- _TEXT BLOCK_:
++++++++

Using poison-frog compounds to control fire ants

Since its accidental introduction into the United States from South America in the 1930s, the red imported fire ant, Solenopsis invicta, has spread throughout the southern United States, decimating small-animal populations, damaging crops and other plants, and inflicting painful and sometimes lethal venomous stings on humans and livestock. Scientists are constantly looking for effective methods to control this pest.

Robert Vander Meer, research leader in the Imported Fire Ant and Household Insects Unit at the Agricultural Research Service's Center for Medical, Agricultural, and Veterinary Entomology in Gainesville, Florida, partnered with other researchers to determine whether toxic alkaloids from the brilliantly colored skin of poison frogs would deter fire ants.

++++++++

- _Data records_:

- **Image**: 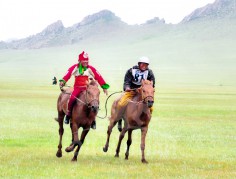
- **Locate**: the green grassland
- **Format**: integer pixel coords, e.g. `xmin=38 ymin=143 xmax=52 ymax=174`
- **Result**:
xmin=0 ymin=29 xmax=236 ymax=178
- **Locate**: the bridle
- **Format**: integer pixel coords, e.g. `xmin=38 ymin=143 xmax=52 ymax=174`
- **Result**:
xmin=85 ymin=88 xmax=99 ymax=108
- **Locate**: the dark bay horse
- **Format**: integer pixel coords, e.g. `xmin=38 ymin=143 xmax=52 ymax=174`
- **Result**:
xmin=103 ymin=80 xmax=155 ymax=163
xmin=56 ymin=80 xmax=100 ymax=161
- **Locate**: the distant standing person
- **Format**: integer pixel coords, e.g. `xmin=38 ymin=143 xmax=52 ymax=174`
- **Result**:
xmin=118 ymin=56 xmax=155 ymax=131
xmin=52 ymin=76 xmax=57 ymax=85
xmin=59 ymin=51 xmax=109 ymax=129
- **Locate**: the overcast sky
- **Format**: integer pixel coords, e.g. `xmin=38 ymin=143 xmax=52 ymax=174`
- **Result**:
xmin=0 ymin=0 xmax=215 ymax=41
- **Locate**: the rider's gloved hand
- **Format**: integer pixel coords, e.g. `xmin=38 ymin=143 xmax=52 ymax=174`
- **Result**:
xmin=103 ymin=89 xmax=108 ymax=95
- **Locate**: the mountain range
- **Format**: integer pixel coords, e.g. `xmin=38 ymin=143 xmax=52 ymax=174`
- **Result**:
xmin=0 ymin=0 xmax=236 ymax=49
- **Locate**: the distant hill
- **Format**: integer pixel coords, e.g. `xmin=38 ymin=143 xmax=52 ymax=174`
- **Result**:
xmin=182 ymin=0 xmax=236 ymax=23
xmin=0 ymin=0 xmax=236 ymax=49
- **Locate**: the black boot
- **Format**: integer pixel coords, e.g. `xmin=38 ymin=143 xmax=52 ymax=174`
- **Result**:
xmin=64 ymin=115 xmax=71 ymax=124
xmin=117 ymin=119 xmax=122 ymax=132
xmin=91 ymin=120 xmax=96 ymax=129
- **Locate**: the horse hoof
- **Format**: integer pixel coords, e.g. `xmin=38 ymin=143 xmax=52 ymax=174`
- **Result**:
xmin=142 ymin=159 xmax=148 ymax=164
xmin=103 ymin=147 xmax=108 ymax=152
xmin=56 ymin=152 xmax=62 ymax=158
xmin=65 ymin=145 xmax=75 ymax=152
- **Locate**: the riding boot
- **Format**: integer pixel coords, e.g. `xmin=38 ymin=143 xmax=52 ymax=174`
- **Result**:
xmin=91 ymin=120 xmax=96 ymax=129
xmin=64 ymin=115 xmax=71 ymax=124
xmin=117 ymin=119 xmax=122 ymax=132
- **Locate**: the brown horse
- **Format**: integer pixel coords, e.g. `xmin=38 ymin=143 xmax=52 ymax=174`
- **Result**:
xmin=56 ymin=81 xmax=100 ymax=161
xmin=103 ymin=80 xmax=155 ymax=163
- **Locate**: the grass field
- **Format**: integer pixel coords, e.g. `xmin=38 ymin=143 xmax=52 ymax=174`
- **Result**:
xmin=0 ymin=83 xmax=236 ymax=178
xmin=0 ymin=39 xmax=236 ymax=178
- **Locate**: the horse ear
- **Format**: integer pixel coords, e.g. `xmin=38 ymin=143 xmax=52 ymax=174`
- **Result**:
xmin=86 ymin=80 xmax=89 ymax=86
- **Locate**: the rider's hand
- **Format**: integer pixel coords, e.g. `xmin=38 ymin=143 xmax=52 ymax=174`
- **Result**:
xmin=103 ymin=89 xmax=108 ymax=95
xmin=59 ymin=81 xmax=65 ymax=88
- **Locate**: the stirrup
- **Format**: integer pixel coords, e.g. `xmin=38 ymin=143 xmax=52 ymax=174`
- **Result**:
xmin=117 ymin=119 xmax=122 ymax=132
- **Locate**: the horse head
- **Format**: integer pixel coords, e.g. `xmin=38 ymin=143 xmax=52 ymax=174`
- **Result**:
xmin=139 ymin=80 xmax=155 ymax=108
xmin=86 ymin=79 xmax=100 ymax=113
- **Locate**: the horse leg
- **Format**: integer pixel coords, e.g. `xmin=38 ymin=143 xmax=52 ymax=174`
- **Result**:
xmin=71 ymin=129 xmax=89 ymax=162
xmin=125 ymin=129 xmax=132 ymax=160
xmin=65 ymin=123 xmax=79 ymax=152
xmin=140 ymin=127 xmax=148 ymax=163
xmin=103 ymin=118 xmax=117 ymax=152
xmin=56 ymin=113 xmax=65 ymax=157
xmin=115 ymin=126 xmax=127 ymax=157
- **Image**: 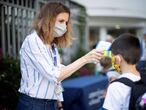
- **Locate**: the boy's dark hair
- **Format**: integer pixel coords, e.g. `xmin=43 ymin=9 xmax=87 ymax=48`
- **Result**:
xmin=100 ymin=57 xmax=112 ymax=68
xmin=111 ymin=33 xmax=141 ymax=64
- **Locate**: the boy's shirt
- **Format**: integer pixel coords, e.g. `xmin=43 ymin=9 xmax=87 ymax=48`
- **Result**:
xmin=103 ymin=73 xmax=140 ymax=110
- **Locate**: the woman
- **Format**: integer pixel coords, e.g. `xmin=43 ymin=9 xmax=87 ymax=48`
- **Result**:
xmin=17 ymin=3 xmax=102 ymax=110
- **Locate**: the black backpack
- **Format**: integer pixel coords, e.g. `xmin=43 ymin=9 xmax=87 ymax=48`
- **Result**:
xmin=112 ymin=73 xmax=146 ymax=110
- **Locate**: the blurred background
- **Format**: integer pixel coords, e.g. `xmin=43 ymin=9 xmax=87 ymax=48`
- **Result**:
xmin=0 ymin=0 xmax=146 ymax=110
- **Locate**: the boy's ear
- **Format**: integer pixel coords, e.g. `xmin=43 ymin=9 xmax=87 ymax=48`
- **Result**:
xmin=115 ymin=55 xmax=122 ymax=64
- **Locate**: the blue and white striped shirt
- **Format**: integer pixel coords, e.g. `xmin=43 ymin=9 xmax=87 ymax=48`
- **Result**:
xmin=19 ymin=31 xmax=63 ymax=101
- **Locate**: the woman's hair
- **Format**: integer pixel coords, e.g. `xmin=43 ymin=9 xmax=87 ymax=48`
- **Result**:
xmin=33 ymin=2 xmax=72 ymax=47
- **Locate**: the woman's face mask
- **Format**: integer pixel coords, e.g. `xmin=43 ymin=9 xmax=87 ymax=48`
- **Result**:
xmin=53 ymin=23 xmax=67 ymax=37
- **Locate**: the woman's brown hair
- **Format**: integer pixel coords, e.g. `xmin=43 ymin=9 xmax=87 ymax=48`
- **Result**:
xmin=33 ymin=2 xmax=72 ymax=47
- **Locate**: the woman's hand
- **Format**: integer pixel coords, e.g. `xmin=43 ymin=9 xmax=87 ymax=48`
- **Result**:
xmin=83 ymin=49 xmax=103 ymax=63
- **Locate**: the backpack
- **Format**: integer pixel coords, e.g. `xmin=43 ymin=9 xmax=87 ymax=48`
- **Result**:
xmin=112 ymin=73 xmax=146 ymax=110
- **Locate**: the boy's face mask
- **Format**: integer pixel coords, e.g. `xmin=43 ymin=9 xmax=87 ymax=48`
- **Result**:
xmin=53 ymin=23 xmax=67 ymax=37
xmin=103 ymin=50 xmax=121 ymax=72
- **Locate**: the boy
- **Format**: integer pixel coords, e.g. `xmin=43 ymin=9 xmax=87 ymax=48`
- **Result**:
xmin=103 ymin=33 xmax=140 ymax=110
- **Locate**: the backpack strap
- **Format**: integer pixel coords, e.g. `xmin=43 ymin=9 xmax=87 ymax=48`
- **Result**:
xmin=111 ymin=77 xmax=134 ymax=87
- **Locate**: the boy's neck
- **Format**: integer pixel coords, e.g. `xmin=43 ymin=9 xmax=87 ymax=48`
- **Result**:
xmin=121 ymin=64 xmax=140 ymax=76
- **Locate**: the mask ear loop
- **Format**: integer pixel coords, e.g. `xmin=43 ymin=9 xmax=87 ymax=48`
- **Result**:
xmin=112 ymin=56 xmax=121 ymax=72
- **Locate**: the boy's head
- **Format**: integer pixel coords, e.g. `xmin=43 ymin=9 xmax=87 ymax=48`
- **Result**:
xmin=111 ymin=33 xmax=141 ymax=65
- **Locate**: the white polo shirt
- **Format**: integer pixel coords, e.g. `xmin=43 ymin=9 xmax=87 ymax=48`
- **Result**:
xmin=103 ymin=73 xmax=140 ymax=110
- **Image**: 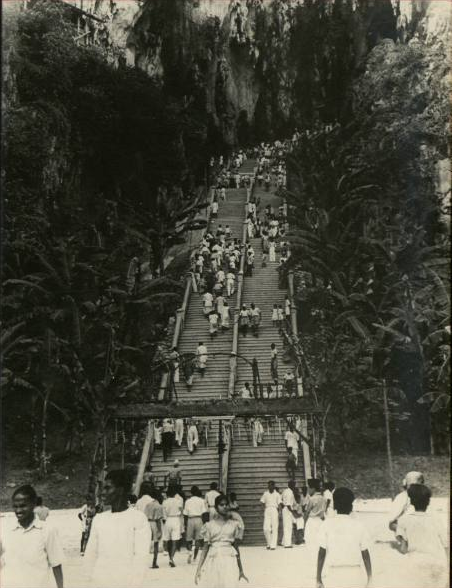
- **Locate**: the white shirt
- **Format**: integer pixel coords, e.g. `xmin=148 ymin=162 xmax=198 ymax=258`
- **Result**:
xmin=240 ymin=386 xmax=251 ymax=398
xmin=284 ymin=431 xmax=298 ymax=447
xmin=281 ymin=488 xmax=296 ymax=508
xmin=184 ymin=496 xmax=207 ymax=517
xmin=317 ymin=514 xmax=371 ymax=567
xmin=202 ymin=292 xmax=213 ymax=306
xmin=205 ymin=490 xmax=220 ymax=508
xmin=396 ymin=511 xmax=447 ymax=563
xmin=261 ymin=490 xmax=281 ymax=508
xmin=135 ymin=494 xmax=154 ymax=512
xmin=0 ymin=517 xmax=64 ymax=588
xmin=389 ymin=490 xmax=414 ymax=522
xmin=84 ymin=508 xmax=151 ymax=588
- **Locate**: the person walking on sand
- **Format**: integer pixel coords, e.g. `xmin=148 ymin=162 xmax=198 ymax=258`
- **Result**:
xmin=317 ymin=488 xmax=372 ymax=588
xmin=389 ymin=472 xmax=424 ymax=531
xmin=162 ymin=485 xmax=182 ymax=568
xmin=0 ymin=484 xmax=64 ymax=588
xmin=396 ymin=484 xmax=448 ymax=588
xmin=286 ymin=447 xmax=297 ymax=480
xmin=260 ymin=480 xmax=281 ymax=550
xmin=144 ymin=488 xmax=163 ymax=569
xmin=281 ymin=480 xmax=298 ymax=549
xmin=205 ymin=482 xmax=220 ymax=518
xmin=304 ymin=478 xmax=326 ymax=551
xmin=184 ymin=486 xmax=207 ymax=563
xmin=84 ymin=470 xmax=151 ymax=588
xmin=195 ymin=494 xmax=248 ymax=588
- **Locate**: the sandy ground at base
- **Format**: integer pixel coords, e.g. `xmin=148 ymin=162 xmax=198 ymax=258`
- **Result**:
xmin=0 ymin=498 xmax=449 ymax=588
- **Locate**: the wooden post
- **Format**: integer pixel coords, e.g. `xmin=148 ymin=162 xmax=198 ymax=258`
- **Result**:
xmin=301 ymin=416 xmax=312 ymax=481
xmin=218 ymin=421 xmax=231 ymax=494
xmin=133 ymin=421 xmax=154 ymax=496
xmin=383 ymin=378 xmax=394 ymax=498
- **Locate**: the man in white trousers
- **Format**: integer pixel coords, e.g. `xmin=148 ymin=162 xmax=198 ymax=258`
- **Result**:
xmin=261 ymin=480 xmax=281 ymax=550
xmin=281 ymin=480 xmax=298 ymax=549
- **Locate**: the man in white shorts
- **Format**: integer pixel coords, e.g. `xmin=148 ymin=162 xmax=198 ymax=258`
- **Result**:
xmin=162 ymin=486 xmax=182 ymax=568
xmin=184 ymin=486 xmax=207 ymax=563
xmin=261 ymin=480 xmax=281 ymax=549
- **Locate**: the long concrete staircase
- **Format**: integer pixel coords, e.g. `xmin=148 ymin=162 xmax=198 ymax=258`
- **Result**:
xmin=236 ymin=179 xmax=294 ymax=393
xmin=147 ymin=160 xmax=304 ymax=545
xmin=176 ymin=188 xmax=246 ymax=401
xmin=228 ymin=417 xmax=304 ymax=545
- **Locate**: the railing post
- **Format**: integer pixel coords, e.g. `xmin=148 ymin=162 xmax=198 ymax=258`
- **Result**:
xmin=133 ymin=421 xmax=154 ymax=496
xmin=301 ymin=416 xmax=312 ymax=480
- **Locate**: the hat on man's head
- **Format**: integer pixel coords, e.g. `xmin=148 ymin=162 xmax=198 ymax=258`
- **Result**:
xmin=402 ymin=472 xmax=424 ymax=488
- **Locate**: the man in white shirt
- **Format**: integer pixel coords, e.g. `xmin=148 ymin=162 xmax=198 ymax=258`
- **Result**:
xmin=205 ymin=482 xmax=220 ymax=519
xmin=261 ymin=480 xmax=281 ymax=550
xmin=281 ymin=480 xmax=297 ymax=548
xmin=184 ymin=486 xmax=207 ymax=563
xmin=84 ymin=470 xmax=151 ymax=588
xmin=135 ymin=483 xmax=154 ymax=513
xmin=284 ymin=424 xmax=298 ymax=464
xmin=226 ymin=272 xmax=235 ymax=296
xmin=162 ymin=486 xmax=183 ymax=568
xmin=202 ymin=292 xmax=213 ymax=316
xmin=389 ymin=472 xmax=424 ymax=531
xmin=196 ymin=341 xmax=207 ymax=376
xmin=0 ymin=485 xmax=63 ymax=588
xmin=240 ymin=382 xmax=252 ymax=399
xmin=317 ymin=488 xmax=372 ymax=588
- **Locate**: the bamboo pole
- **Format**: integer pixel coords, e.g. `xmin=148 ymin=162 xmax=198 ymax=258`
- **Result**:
xmin=383 ymin=378 xmax=394 ymax=499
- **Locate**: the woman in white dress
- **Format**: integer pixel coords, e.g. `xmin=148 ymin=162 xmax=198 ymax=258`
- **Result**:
xmin=187 ymin=421 xmax=199 ymax=454
xmin=195 ymin=494 xmax=248 ymax=588
xmin=268 ymin=241 xmax=276 ymax=261
xmin=85 ymin=470 xmax=151 ymax=588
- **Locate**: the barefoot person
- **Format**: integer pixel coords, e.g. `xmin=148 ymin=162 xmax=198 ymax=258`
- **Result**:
xmin=389 ymin=472 xmax=424 ymax=531
xmin=144 ymin=488 xmax=163 ymax=569
xmin=195 ymin=494 xmax=248 ymax=588
xmin=163 ymin=486 xmax=183 ymax=568
xmin=0 ymin=485 xmax=63 ymax=588
xmin=396 ymin=484 xmax=447 ymax=588
xmin=184 ymin=486 xmax=207 ymax=563
xmin=85 ymin=470 xmax=151 ymax=588
xmin=317 ymin=488 xmax=372 ymax=588
xmin=261 ymin=480 xmax=281 ymax=549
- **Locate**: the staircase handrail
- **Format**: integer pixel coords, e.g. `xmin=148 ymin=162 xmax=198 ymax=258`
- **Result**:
xmin=228 ymin=173 xmax=254 ymax=398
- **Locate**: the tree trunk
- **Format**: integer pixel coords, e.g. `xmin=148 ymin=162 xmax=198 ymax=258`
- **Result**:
xmin=39 ymin=389 xmax=50 ymax=477
xmin=30 ymin=393 xmax=39 ymax=468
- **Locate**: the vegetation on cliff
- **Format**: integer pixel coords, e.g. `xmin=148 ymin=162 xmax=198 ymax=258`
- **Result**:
xmin=289 ymin=39 xmax=450 ymax=452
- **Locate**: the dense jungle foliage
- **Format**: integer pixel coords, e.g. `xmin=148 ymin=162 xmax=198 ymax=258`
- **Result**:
xmin=288 ymin=40 xmax=450 ymax=452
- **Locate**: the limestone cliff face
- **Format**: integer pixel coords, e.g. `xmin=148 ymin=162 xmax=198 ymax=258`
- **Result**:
xmin=52 ymin=0 xmax=451 ymax=144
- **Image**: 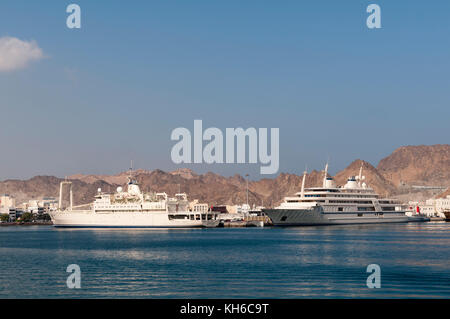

++++++++

- _TASKS TO COMPLETE_:
**A)** In the fire ant text, which research unit does Robert Vander Meer lead?
**B)** Turn the paragraph of the fire ant text that begins "Since its accidental introduction" into a short bulleted list that keeps its main facts.
**C)** Carry the fire ant text forward, starting right after its final sentence.

- _SOLVED PROBLEMS_:
**A)** He leads the Imported Fire Ant and Household Insects Unit.

**B)**
- The red imported fire ant, Solenopsis invicta, was accidentally brought into the United States from South America in the 1930s.
- It has spread throughout the southern United States.
- It decimates small-animal populations and damages crops and other plants.
- Its venomous stings are painful and sometimes lethal to humans and livestock.
- Scientists are constantly looking for effective ways to control it.

**C)**
Toxic alkaloids—naturally occurring compounds—on the skin of these frogs were discovered in the early 1960s in Central and South America. However, Amerindian tribes had discovered the effects of the alkaloids long before then, when they learned how to secure alkaloid secretions from the skin of poison frogs of one genus to make poison darts for hunting. Poison frogs do not naturally produce the alkaloids, but instead sequester them by ingesting millipedes, ants, mites, and other arthropods that do produce the alkaloids.

Vander Meer's collaborators include engineer Cliff Hoffman at ARS's Southern Plains Agricultural Research Center in College Station, Texas; chemical ecologist Paul Weldon at the Smithsonian Conservation Biology Institute at the National Zoological Park in Front Royal, Virginia; and chemist Thomas F. Spande at the National Institutes of Health (NIH) in Bethesda, Maryland.

"After finding that the frogs had unique alkaloids, NIH scientist John Daly, now deceased, began exploring possible medical applications of the compounds," Vander Meer says. "Over the years, scientists have identified and isolated about 900 alkaloids from the skin of poison frogs."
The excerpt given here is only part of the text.